Problèmes à résoudre:
- A) Recopiez à l'identique le passage du texte sur la prison de la Santé situé entre « Les cabines des » et « poursuivi en 2003. », bornes incluses.
- B) D'après le texte sur la prison de la Santé, quelle part de l'espace les nouvelles prisons construites depuis vingt ans consacrent-elles aux activités de plein air ?

Selon Monsieur Raffin, on constate une évolution inquiétante : la petite et moyenne délinquance étant devenue très lucrative et très organisée, les efforts de réinsertion sont devenus excessivement difficiles.


L’état des bâtiments

Les bâtiments sont solides et les espaces intérieurs bien conçus mais les espaces extérieurs font défaut. Ceci explique la modestie des activités sportives proposées (uniquement des salles de musculation). En revanche, dans les nouvelles prisons construites depuis vingt ans, il a été décidé de consacrer un tiers de l’espace à des activités de plein air.
Les cabines des arrivants ont bien été supprimées et ceux-ci sont regroupés par deux dans des cellules normales. La rénovation des bâtiments se poursuit d’année en année jusqu’à la restructuration complète de la Santé . Une restructuration de La Santé est en effet à l’étude et un appel d’offre sera bientôt lancé. Dans six mois, il sera possible d’évaluer les propositions des architectes en fonction des trois options possibles : rénovation, transformation ou reconstruction.

L’hygiène et la restauration

Le cloisonnement des sanitaires est en cours et en 2002 un quart des cellules bénéficie de ce cloisonnement (qui réduit le voume utile pour les détenus). Ce cloisonnement provoque donc parfois un mécontentement. Le programme de cloisonnement sera poursuivi en 2003.

Données fournies:
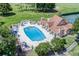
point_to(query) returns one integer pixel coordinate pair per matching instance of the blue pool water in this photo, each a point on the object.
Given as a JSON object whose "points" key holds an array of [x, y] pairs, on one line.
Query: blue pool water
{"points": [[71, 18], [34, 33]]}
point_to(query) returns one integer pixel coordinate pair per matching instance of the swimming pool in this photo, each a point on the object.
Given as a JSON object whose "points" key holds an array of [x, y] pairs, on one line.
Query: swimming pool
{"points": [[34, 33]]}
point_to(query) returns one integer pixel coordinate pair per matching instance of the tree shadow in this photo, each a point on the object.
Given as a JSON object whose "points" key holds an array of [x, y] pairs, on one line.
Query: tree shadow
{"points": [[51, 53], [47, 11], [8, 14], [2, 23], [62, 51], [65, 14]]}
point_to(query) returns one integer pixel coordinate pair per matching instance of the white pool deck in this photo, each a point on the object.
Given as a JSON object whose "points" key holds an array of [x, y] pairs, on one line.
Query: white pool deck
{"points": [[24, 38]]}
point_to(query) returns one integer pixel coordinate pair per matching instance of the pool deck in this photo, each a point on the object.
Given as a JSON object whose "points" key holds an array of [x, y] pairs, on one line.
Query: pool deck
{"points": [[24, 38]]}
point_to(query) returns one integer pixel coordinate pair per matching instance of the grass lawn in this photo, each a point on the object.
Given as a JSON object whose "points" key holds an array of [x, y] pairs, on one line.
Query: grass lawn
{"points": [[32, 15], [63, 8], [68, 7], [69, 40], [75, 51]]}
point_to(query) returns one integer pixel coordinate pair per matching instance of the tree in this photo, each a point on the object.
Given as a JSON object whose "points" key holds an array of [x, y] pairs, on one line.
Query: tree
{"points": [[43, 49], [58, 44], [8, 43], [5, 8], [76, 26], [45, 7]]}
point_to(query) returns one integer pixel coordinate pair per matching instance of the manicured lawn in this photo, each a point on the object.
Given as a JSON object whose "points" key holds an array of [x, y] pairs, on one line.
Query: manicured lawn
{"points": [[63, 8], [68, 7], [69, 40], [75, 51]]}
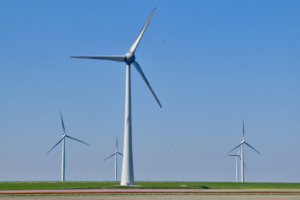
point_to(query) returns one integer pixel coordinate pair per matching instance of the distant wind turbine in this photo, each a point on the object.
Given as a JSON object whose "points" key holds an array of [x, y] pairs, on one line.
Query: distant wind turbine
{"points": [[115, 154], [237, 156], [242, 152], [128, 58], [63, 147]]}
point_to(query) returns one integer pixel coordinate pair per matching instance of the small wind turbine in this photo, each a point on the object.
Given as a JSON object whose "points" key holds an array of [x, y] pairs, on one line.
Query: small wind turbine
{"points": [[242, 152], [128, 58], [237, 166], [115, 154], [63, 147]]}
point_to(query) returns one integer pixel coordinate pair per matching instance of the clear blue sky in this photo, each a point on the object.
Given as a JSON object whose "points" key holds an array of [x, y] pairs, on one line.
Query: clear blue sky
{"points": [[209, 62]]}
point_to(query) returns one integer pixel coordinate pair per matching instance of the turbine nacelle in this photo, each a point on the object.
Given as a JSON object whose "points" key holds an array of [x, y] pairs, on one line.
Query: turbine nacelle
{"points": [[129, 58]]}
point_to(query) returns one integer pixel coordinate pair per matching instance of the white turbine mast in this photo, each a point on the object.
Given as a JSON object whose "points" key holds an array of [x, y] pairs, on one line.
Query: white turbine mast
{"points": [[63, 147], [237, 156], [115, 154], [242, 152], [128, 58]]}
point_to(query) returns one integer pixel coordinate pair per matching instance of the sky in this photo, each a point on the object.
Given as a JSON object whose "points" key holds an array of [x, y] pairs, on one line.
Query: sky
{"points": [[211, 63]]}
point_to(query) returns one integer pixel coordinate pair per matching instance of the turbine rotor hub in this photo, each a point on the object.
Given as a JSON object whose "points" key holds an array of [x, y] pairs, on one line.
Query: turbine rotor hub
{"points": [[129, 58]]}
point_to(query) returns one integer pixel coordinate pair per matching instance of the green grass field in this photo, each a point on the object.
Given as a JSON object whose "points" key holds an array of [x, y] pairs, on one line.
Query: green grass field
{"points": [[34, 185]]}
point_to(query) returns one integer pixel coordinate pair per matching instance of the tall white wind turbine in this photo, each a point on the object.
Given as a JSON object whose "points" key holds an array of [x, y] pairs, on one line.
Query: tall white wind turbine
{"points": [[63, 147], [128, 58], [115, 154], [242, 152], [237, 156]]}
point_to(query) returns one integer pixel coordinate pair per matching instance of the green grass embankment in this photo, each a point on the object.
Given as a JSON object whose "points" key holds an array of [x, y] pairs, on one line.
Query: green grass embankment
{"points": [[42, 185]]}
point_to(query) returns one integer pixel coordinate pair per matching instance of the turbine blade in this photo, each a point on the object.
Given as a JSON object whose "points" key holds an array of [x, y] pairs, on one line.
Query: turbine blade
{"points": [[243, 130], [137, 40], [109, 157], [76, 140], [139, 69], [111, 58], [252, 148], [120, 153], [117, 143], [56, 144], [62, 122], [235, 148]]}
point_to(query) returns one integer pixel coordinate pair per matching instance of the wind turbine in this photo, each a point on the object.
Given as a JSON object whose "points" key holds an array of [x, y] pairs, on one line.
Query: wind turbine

Réponses détaillées:
- A)
Les cabines des arrivants ont bien été supprimées et ceux-ci sont regroupés par deux dans des cellules normales. La rénovation des bâtiments se poursuit d’année en année jusqu’à la restructuration complète de la Santé . Une restructuration de La Santé est en effet à l’étude et un appel d’offre sera bientôt lancé. Dans six mois, il sera possible d’évaluer les propositions des architectes en fonction des trois options possibles : rénovation, transformation ou reconstruction.

L’hygiène et la restauration

Le cloisonnement des sanitaires est en cours et en 2002 un quart des cellules bénéficie de ce cloisonnement (qui réduit le voume utile pour les détenus). Ce cloisonnement provoque donc parfois un mécontentement. Le programme de cloisonnement sera poursuivi en 2003.

- B) Un tiers de l'espace.